Objectif visé 1.
Reformulez sous forme de liste le paragraphe de l'extrait fourni qui commence par « De nombreuses pages sont consacrées », en conservant ses faits principaux.
Objectif visé 2.
Citez textuellement le passage de l'extrait fourni depuis « Une scène primitive. » jusqu'à « par sa voix. ».

Extrait fourni.
Le numéro double vise à montrer l’étendue des champs artistiques qui ne saurait se limiter à trois directions, même si Gatti affectionne particulièrement tout ce qui est à trois pieds et la forme dynamique du triangle. C’est une « aventure tutoyable » que la sienne comme il l’écrit, lui, en parlant de son ami le peintre venézuelien Alejandro Otero rencontré en 1946 à la Cité universitaire.
Bien des amitiés traversent ces pages, parfois de longue date comme celles qui le relie à l’écrivain journaliste Pierre Joffroy ou au peintre Bernard Saby, parfois semées de malentendus, de ruptures comme les relations entre Dante (c’est ainsi que ses amis et proches appellent Gatti) et Pétrus (c’est ainsi que Gatti appelle Pierre Boulez), racontées ici par le menu.
Une scène primitive
Dans un très bel article, Hélène Châtelain dresse l’arche d’un pont entre Gatti et l’écrivain russe Vélimir Khlebnikov (dont on attend toujours la traduction des œuvres par Ivan Mignot qui doit paraître chez Verdier dans la collection Slovo que dirige Châtelain) à travers des figures magnifiques comme celle du « sablier couché ».
De nombreuses pages sont consacrées à la Chine des idéogrammes et de l’acteur Mei Lanfang et à l’importance des arts martiaux (en particulier le Kung-fu) dans les travaux théâtraux de Gatti depuis le début des années 90. Olivier Neveux condense en quelques pages l’aventure théâtrale née, selon ses dires, le jour où dans un camp, trois juifs baltes ont fait une pièce de théâtre qui tenait en trois (encore) phrases : « ich bin, ich war, ich werde sein » (je suis, j’étais, je serais). « C’était la première pièce de théâtre que j’ai vue dans ma vie, et la révélation que le théâtre pouvait ressembler à quelque chose. »
Une scène primitive. Il en est d’autres. Quelques pages plus loin, Neveux cite l’histoire de la morue. Le père italien de Gatti (dont il fera le héros d’une de ses premières pièces) aimait cuisiner la morue une fois par semaine. Certaines semaines le porte-monnaie, trop vide, les privait de morue. Le père culpabilisait. Mais il faisait face. « C’était le jour où tous les mots étaient verticaux. On se mettait à table. Il annonçait la morue mais il n’y avait rien. Il mimait le service et nous on baissait les yeux. Même le chien était dans le coup. Il allait laper l’assiette que lui tendait mon père, même s’il n’y avait rien. » Et le jeune Gatti dans un plat vide apportait les pommes de terre et se faisait engueuler parce qu’il prenait la plus grosse. Gatti est un formidable raconteur d’histoires. Et son écriture jamais livresque est entièrement portée, irriguée par sa voix.

Données fournies.

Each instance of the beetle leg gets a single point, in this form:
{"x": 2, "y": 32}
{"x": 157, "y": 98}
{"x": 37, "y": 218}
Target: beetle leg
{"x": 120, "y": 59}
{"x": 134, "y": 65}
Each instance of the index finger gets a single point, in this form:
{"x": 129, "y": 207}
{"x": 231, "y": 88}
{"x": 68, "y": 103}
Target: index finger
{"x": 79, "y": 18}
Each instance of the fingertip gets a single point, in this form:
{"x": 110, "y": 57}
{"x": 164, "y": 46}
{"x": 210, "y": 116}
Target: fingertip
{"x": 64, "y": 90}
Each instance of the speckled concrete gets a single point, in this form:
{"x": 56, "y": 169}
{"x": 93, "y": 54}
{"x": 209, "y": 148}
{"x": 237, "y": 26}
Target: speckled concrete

==

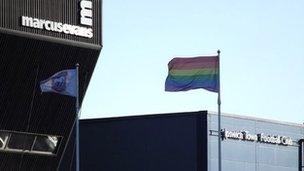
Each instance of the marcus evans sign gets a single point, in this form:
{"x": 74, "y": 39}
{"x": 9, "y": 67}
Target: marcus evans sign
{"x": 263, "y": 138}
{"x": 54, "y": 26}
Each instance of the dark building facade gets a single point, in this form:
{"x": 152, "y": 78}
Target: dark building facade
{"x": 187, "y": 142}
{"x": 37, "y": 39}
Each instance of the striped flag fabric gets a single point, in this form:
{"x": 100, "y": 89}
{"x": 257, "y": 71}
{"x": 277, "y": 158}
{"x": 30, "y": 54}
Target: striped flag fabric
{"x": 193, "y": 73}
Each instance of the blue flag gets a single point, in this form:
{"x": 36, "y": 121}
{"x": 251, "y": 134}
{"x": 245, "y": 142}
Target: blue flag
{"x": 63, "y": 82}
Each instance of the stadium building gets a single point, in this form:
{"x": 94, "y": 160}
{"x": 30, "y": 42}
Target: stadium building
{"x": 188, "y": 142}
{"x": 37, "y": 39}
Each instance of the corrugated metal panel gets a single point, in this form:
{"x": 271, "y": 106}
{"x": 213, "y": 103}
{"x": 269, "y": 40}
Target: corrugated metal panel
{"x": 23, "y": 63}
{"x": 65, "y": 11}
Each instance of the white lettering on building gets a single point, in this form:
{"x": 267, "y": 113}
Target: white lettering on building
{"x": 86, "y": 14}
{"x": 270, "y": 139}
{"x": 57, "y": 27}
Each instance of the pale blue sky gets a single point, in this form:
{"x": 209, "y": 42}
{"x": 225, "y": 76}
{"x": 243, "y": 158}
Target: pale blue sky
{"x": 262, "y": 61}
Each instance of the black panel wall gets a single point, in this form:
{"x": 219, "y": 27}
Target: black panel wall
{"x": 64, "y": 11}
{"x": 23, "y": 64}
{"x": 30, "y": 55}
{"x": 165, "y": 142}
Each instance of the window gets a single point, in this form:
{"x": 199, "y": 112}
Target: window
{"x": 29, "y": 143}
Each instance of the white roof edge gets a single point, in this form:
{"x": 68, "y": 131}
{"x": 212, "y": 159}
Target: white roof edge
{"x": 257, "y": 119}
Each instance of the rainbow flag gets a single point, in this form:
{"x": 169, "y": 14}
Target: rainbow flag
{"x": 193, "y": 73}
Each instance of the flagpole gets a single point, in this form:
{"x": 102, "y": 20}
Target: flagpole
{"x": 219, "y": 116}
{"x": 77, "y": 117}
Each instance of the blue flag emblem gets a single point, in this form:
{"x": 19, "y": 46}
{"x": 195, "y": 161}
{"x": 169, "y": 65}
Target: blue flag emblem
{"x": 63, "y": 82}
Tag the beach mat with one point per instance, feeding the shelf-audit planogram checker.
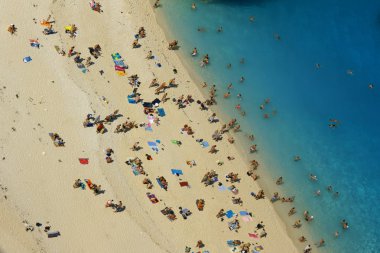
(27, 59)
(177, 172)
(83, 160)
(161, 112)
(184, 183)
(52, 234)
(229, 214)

==

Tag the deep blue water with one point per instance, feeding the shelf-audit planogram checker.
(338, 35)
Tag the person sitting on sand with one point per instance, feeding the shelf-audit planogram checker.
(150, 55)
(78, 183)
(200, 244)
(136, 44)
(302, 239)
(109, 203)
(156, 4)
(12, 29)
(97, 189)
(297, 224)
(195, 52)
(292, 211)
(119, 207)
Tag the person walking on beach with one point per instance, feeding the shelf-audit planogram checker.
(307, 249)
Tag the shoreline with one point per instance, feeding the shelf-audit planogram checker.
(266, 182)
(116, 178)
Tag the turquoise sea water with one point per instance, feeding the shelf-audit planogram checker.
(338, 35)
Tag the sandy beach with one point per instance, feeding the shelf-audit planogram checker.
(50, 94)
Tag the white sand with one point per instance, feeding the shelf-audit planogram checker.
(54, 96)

Bonne réponse 1.
- De nombreuses pages portent sur la Chine des idéogrammes et de l'acteur Mei Lanfang.
- D'autres traitent de l'importance des arts martiaux, en particulier le Kung-fu, dans les travaux théâtraux de Gatti depuis le début des années 90.
- Olivier Neveux résume en quelques pages l'aventure théâtrale de Gatti.
- Selon les dires rapportés, cette aventure est née le jour où, dans un camp, trois juifs baltes ont joué une pièce tenant en trois phrases : « ich bin, ich war, ich werde sein ».
- Une citation présente cette pièce comme la première vue de sa vie et comme la révélation que le théâtre pouvait ressembler à quelque chose.

Bonne réponse 2.
Une scène primitive. Il en est d’autres. Quelques pages plus loin, Neveux cite l’histoire de la morue. Le père italien de Gatti (dont il fera le héros d’une de ses premières pièces) aimait cuisiner la morue une fois par semaine. Certaines semaines le porte-monnaie, trop vide, les privait de morue. Le père culpabilisait. Mais il faisait face. « C’était le jour où tous les mots étaient verticaux. On se mettait à table. Il annonçait la morue mais il n’y avait rien. Il mimait le service et nous on baissait les yeux. Même le chien était dans le coup. Il allait laper l’assiette que lui tendait mon père, même s’il n’y avait rien. » Et le jeune Gatti dans un plat vide apportait les pommes de terre et se faisait engueuler parce qu’il prenait la plus grosse. Gatti est un formidable raconteur d’histoires. Et son écriture jamais livresque est entièrement portée, irriguée par sa voix.